▸ **Task directions**
Please update the lines below by replacing "every instance" with "each instance" wherever it occurs, and keep everything else unchanged.

=======

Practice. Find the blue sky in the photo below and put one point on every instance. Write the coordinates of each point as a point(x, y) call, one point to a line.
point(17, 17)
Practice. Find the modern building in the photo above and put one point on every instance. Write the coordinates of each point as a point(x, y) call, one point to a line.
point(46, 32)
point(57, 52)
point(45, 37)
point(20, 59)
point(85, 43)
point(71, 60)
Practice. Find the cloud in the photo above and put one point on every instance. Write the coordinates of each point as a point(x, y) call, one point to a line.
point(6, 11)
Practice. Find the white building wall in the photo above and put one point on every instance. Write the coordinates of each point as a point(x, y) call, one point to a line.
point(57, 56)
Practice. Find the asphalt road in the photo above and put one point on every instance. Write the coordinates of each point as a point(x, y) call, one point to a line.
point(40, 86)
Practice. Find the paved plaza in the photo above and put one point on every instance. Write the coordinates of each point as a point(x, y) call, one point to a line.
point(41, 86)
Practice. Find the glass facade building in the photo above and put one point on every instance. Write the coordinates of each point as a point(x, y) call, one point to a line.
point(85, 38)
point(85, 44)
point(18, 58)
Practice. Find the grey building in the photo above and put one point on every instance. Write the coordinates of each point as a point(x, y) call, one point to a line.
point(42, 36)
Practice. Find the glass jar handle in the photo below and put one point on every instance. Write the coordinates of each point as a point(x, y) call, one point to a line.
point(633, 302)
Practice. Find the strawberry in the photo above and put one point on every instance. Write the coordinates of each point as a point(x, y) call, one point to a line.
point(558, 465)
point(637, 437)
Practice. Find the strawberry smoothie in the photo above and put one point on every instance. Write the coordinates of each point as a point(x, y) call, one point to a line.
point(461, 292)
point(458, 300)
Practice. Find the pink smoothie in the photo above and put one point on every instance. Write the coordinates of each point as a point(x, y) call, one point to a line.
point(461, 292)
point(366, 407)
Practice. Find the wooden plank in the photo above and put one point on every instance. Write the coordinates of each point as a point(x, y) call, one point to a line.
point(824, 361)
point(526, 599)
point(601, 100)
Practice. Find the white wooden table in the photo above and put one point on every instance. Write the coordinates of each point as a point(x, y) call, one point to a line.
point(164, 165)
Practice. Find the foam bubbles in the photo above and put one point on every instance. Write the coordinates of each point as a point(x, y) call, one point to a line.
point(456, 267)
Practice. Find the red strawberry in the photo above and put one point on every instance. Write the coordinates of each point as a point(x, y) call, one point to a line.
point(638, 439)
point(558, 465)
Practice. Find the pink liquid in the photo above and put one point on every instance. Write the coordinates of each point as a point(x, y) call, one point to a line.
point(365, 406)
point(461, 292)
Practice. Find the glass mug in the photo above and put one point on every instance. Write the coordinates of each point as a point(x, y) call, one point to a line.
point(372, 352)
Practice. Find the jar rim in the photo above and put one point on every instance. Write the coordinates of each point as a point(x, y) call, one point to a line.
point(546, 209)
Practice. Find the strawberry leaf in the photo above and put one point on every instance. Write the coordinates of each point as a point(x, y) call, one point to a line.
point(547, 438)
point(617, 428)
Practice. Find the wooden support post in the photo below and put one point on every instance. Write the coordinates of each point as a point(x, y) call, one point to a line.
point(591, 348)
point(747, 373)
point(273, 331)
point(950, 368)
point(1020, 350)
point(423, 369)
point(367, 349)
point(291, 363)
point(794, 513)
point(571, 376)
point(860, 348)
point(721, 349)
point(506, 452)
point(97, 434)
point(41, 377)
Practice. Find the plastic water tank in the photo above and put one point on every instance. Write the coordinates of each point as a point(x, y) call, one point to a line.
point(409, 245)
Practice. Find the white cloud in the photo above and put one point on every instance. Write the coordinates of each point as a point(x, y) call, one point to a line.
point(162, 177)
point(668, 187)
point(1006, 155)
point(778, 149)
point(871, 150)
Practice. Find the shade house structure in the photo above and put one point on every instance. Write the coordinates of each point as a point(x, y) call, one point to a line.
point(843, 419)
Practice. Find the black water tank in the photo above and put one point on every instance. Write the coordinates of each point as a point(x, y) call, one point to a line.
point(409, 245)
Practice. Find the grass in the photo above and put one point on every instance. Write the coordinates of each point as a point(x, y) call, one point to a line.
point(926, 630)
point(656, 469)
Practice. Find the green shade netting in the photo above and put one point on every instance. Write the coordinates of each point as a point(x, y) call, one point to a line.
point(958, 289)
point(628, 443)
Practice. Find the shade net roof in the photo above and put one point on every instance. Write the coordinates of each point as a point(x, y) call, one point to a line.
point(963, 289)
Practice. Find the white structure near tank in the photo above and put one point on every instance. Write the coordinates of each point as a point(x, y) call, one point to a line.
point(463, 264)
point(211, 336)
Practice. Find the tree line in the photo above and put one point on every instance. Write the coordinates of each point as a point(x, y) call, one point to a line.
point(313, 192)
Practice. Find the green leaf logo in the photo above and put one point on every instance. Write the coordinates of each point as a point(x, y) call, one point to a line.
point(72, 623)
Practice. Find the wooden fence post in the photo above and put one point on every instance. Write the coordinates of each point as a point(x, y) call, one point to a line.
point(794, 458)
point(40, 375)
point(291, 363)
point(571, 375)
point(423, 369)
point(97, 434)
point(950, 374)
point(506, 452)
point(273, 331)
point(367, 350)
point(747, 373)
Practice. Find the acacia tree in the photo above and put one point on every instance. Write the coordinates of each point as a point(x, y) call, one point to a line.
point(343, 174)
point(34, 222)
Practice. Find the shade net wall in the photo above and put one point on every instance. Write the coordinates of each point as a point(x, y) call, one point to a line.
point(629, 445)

=======

▸ **Solution for this exercise**
Practice. Find the blue sky in the photo below and put one point on each instance. Write the coordinates of each point as a point(x, y) call, one point to a line.
point(17, 17)
Practice. Find the modern building in the photo above and put one point on each instance. Write the coordinates of each point as a point(x, y) call, one point to a line.
point(46, 32)
point(57, 52)
point(45, 37)
point(20, 59)
point(85, 43)
point(71, 60)
Practice. Find the cloud in the photo above and put one point on each instance. Write the coordinates of each point as a point(x, y) call, one point to a line.
point(6, 11)
Practice. Find the white building wall in the photo above and put one point on each instance. Write the coordinates of each point as a point(x, y) call, one point to a line.
point(57, 56)
Practice. Find the asphalt road in the photo above and put one point on each instance. Write the coordinates of each point as a point(x, y) call, one point to a line.
point(40, 86)
Practice. Find the paved plaza in the photo above and put one point on each instance. Write the coordinates of each point as a point(x, y) call, one point to a line.
point(41, 86)
Practice. Find the glass facade building in the photo above and put one point on each instance. Write the coordinates of each point as a point(x, y) call, one point to a line.
point(85, 38)
point(85, 44)
point(18, 58)
Practice. Find the grey building in the photo above and put one point on each instance. Write the coordinates of each point as a point(x, y) call, one point to a line.
point(42, 36)
Practice. Find the glass jar handle in the photo below and put one point on each instance. Write the coordinates of each point as a point(x, y) call, one point to a line.
point(633, 302)
Practice. Find the strawberry in the photo above and put one point on each instance. Write the coordinates of each point as a point(x, y) call, one point to a line.
point(558, 465)
point(637, 437)
Practice. Find the strawberry smoothie in the photo above and put one point on each instance. Write the coordinates of each point as a point(x, y) call, one point to a line.
point(461, 292)
point(458, 300)
Practice. Find the pink smoothie in the photo above and put one point on each instance. Write the coordinates of each point as a point(x, y) call, one point to a line.
point(461, 292)
point(366, 407)
Practice. Find the wooden plank in the photo above and put one point on each instance. Write the coordinates of each point as a point(x, y) call, one point to a line.
point(824, 361)
point(526, 599)
point(601, 100)
Practice. Find the white wooden table in the photo above and put one point on each instance. Write the coordinates of each point as a point(x, y) call, one point to a line.
point(164, 165)
Practice. Find the foam bubbles in the photo above and put one point on each instance. Write the coordinates of each point as a point(x, y) call, one point to a line.
point(456, 267)
Practice. Find the red strawberry in the photo above and put one point on each instance. Write the coordinates of each point as a point(x, y) call, one point to a line.
point(638, 439)
point(558, 465)
Practice. Find the pink liquid in the photo above and put one point on each instance. Write the coordinates of each point as a point(x, y) call, one point to a line.
point(365, 406)
point(461, 292)
Practice. Find the glass mug in the photo above and put one point on each instance. Write the coordinates of each point as a point(x, y) call, one point to a line.
point(372, 352)
Practice. Find the jar rim in the photo above and put one point on each instance. Write the coordinates of each point as a point(x, y) call, one point to a line.
point(546, 209)
Practice. Find the strawberry leaf in the photo above and put one point on each instance. Write the coordinates of each point as a point(x, y) call, one point to a line.
point(547, 438)
point(617, 428)
Practice. Find the wooden support post in the photo below and put one point on each instance. Write the coordinates of each point as a point(x, y) call, one point to a line.
point(591, 348)
point(747, 373)
point(273, 331)
point(950, 368)
point(1020, 350)
point(423, 369)
point(367, 349)
point(291, 363)
point(794, 513)
point(571, 376)
point(860, 348)
point(721, 349)
point(506, 452)
point(97, 434)
point(41, 377)
Practice. Find the plastic water tank in the photo above and put one point on each instance. Write the coordinates of each point as a point(x, y) call, one point to a line.
point(409, 245)
Practice. Find the white cloud in the photo above and put one point on each instance. Write the coordinates of each point as a point(x, y) call, one point to a line.
point(162, 177)
point(668, 187)
point(1006, 155)
point(778, 149)
point(871, 150)
Practice. Find the shade house structure in the photo above and put one point on each instance. Write the coordinates of each point as a point(x, y) call, one point to a line.
point(843, 419)
Practice. Find the black water tank in the photo above and put one point on each instance. Write the coordinates of each point as a point(x, y) call, one point to a line.
point(409, 245)
Practice. Find the grass in the photo above and put one point on each instance. Write the coordinates of each point as a point(x, y) call, one point to a line.
point(926, 630)
point(656, 469)
Practice. Find the green shade netting in the photo above and put one point on each instance. Write the coordinates of each point as a point(x, y) call, one point to a line.
point(958, 289)
point(628, 443)
Practice. Find the shade net roof in the photo above and put one point on each instance. Write the coordinates of each point as a point(x, y) call, one point to a line.
point(963, 289)
Practice. Find the white structure near tank in the photo above and put one point on each instance. Write the coordinates of each point as a point(x, y) call, one point to a line.
point(463, 264)
point(211, 336)
Practice. Find the tree line in the photo above and put one point on each instance. Write the coordinates of each point as a point(x, y) call, one point to a line.
point(313, 192)
Practice. Find the green leaf logo in the photo above and put one point on each instance. Write the coordinates of each point as a point(x, y) call, one point to a line.
point(72, 623)
Practice. Find the wooden fence post in the photo above and put one point on each instance. Write the coordinates of each point as a point(x, y) call, one point to a line.
point(794, 458)
point(40, 375)
point(291, 363)
point(571, 375)
point(423, 369)
point(97, 434)
point(950, 374)
point(506, 452)
point(273, 331)
point(367, 350)
point(747, 373)
Practice. Find the acacia tree in the photo above and put one point on each instance. Write the coordinates of each point as a point(x, y) call, one point to a line.
point(343, 174)
point(34, 222)
Practice. Find the shade net wall in the photo above and put one point on each instance. Write the coordinates of each point as a point(x, y) call, one point to a line.
point(629, 445)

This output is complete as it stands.